• _Parts of the exercise_:
- 1) Summarize the X-ray imaging title page in two sentences.
- 2) According to the X-ray imaging title page, which city and state is Rigaku Americas in?
- 3) Extend the X-ray imaging title page, starting after its final listed affiliation.

Three-dimensional high-content imaging of unstained soft tissue with subcellular resolution using a laboratory-based X-ray microscope.
Authors
Affiliations (9)
Affiliations (9)
- Department of Medical Physics and Biomedical Engineering, University College London, London WC1E 6BT, United Kingdom.
- Department of Mechanical Engineering, University College London, London WC1E 6BT, United Kingdom.
- Department of Pathology and Lab Medicine, Memorial Sloan Kettering Cancer Center, New York 10065, NY.
- Department of Histopathology, Great Ormond Street Hospital for Children National Health Service Foundation Trust, London WC1N 1EH, United Kingdom.
- X-ray microscopy and tomography lab, The Francis Crick Institute, London NW1 1AT, United Kingdom.
- Rigaku Americas, The Woodlands, TX 77381.
- Creatv MicroTech Inc., Chicago, IL 60612.
- Center for Nanoscale Materials, Argonne National Laboratory, Lemont, IL 60439.
- Creatv MicroTech Inc., Potomac, MD 20854.

(Records from a collection)
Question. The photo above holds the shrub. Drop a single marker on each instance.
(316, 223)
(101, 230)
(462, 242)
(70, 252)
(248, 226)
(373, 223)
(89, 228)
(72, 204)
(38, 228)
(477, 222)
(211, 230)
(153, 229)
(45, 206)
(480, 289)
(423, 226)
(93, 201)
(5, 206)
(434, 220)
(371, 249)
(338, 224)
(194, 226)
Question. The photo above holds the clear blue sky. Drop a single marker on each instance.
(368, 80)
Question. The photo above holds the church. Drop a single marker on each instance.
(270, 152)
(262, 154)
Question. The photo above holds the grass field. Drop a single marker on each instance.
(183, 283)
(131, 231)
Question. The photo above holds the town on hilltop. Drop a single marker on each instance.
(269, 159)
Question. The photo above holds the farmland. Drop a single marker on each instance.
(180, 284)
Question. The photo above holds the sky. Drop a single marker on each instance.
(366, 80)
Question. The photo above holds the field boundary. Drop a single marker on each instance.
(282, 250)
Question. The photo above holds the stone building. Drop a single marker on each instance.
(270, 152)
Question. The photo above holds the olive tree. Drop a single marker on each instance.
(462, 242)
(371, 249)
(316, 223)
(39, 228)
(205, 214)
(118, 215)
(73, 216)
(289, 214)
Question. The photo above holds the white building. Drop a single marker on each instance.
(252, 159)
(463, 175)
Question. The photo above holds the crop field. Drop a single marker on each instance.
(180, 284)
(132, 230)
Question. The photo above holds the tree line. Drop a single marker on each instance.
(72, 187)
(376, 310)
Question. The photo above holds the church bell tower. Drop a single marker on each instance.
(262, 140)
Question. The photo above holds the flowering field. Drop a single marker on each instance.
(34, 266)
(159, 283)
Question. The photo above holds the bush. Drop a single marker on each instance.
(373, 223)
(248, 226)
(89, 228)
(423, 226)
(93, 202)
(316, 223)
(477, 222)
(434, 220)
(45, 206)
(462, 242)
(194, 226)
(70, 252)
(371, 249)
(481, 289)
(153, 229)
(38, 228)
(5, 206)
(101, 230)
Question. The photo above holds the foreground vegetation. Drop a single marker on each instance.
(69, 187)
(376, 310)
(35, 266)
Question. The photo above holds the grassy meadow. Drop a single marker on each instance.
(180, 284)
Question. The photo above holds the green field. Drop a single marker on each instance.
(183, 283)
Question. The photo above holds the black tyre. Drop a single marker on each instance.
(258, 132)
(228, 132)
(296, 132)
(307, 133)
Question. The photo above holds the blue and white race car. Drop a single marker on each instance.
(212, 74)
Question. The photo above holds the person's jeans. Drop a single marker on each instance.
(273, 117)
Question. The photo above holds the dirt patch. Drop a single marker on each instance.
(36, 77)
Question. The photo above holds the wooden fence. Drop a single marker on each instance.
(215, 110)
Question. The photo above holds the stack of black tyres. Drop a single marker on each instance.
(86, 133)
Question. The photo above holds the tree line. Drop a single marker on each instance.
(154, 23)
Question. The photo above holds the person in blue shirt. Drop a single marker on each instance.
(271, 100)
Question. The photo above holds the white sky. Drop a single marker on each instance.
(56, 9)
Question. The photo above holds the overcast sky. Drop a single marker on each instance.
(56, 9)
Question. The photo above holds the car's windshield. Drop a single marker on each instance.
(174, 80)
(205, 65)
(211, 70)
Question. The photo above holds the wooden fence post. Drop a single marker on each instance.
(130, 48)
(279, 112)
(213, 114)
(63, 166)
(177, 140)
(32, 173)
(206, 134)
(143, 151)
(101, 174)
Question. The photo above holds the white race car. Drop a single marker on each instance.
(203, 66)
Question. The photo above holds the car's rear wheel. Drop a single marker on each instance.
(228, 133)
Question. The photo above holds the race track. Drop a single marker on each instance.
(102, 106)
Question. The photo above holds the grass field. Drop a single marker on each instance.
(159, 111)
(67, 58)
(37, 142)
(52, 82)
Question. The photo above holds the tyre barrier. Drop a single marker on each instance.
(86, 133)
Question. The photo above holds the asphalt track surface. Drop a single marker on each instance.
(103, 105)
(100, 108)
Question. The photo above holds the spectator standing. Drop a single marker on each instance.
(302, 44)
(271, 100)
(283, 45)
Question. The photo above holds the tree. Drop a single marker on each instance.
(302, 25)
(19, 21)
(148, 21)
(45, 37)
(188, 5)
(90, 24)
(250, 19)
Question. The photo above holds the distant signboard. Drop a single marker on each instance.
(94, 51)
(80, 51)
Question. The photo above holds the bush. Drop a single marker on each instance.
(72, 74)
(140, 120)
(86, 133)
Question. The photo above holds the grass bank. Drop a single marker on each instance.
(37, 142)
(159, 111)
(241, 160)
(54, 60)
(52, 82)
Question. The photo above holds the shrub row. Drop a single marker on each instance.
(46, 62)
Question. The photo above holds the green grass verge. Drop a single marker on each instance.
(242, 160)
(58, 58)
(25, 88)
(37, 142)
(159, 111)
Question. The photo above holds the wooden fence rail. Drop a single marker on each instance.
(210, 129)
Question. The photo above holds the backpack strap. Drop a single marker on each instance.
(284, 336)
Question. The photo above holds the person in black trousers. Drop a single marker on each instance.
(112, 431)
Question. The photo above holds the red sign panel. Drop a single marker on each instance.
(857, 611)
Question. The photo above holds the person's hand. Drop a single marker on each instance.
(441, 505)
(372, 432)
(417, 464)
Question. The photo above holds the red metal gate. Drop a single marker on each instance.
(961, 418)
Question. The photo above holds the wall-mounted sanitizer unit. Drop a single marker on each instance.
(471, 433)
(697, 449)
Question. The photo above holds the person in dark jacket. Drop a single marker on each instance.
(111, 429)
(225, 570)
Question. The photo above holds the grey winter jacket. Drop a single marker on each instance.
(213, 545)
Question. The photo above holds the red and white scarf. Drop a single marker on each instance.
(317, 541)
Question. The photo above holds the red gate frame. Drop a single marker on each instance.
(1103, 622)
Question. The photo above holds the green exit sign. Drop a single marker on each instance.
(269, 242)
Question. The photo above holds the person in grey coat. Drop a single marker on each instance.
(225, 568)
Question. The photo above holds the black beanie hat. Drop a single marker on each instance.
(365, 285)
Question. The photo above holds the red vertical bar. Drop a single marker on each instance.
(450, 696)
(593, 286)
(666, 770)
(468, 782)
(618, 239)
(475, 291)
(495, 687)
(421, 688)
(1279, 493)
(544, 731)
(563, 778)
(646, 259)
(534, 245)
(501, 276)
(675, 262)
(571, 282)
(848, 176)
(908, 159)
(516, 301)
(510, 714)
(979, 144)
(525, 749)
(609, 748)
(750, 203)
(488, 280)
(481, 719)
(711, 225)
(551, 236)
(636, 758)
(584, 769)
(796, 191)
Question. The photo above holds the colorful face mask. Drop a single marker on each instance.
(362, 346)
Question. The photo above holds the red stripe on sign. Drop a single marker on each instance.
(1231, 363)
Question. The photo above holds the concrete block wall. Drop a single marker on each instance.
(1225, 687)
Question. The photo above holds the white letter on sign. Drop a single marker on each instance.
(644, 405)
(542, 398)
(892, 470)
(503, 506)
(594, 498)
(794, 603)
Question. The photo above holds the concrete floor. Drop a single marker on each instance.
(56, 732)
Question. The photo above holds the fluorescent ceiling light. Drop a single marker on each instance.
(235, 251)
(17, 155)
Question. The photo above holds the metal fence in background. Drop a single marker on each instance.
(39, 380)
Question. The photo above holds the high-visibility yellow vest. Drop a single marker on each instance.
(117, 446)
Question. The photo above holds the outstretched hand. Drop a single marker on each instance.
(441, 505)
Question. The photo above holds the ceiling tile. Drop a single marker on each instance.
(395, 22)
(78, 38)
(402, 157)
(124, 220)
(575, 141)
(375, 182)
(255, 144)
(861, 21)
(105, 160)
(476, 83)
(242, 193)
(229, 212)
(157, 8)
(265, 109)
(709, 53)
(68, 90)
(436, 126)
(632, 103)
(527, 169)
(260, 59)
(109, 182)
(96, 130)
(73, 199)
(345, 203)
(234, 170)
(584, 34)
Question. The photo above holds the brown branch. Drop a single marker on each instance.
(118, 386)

• _Answer set_:
- 1) The X-ray imaging title page gives the title of a study on three-dimensional, high-content imaging of unstained soft tissue at subcellular resolution with a laboratory-based X-ray microscope. It lists nine affiliations, including departments at University College London, Memorial Sloan Kettering Cancer Center, Great Ormond Street Hospital, The Francis Crick Institute, Rigaku Americas, Creatv MicroTech Inc., and Argonne National Laboratory.

- 2) The Woodlands, TX.

- 3)
Abstract
With increasing interest in studying biological systems across spatial scales-from centimeters down to nanometers-histology continues to be the gold standard for tissue imaging at cellular resolution, providing an essential bridge between macroscopic and nanoscopic analysis. However, its inherently destructive and two-dimensional nature limits its ability to capture the full three-dimensional complexity of tissue architecture. Here, we show that phase-contrast X-ray microscopy can enable three-dimensional virtual histology with subcellular resolution. This technique provides direct quantification of electron density without restrictive assumptions, allowing for direct characterization of cellular nuclei in a standard laboratory setting. By combining high spatial resolution and soft tissue contrast, with automated segmentation of cell nuclei, we demonstrated virtual Hematoxylin and Eosin (H&E) staining using machine learning-based style transfer, yielding volumetric datasets compatible with existing histopathological analysis tools. Furthermore, by integrating electron density and the sensitivity to nanometric features of the dark field contrast channel, we achieve stain-free, high-content imaging capable of distinguishing nuclei and extracellular matrix.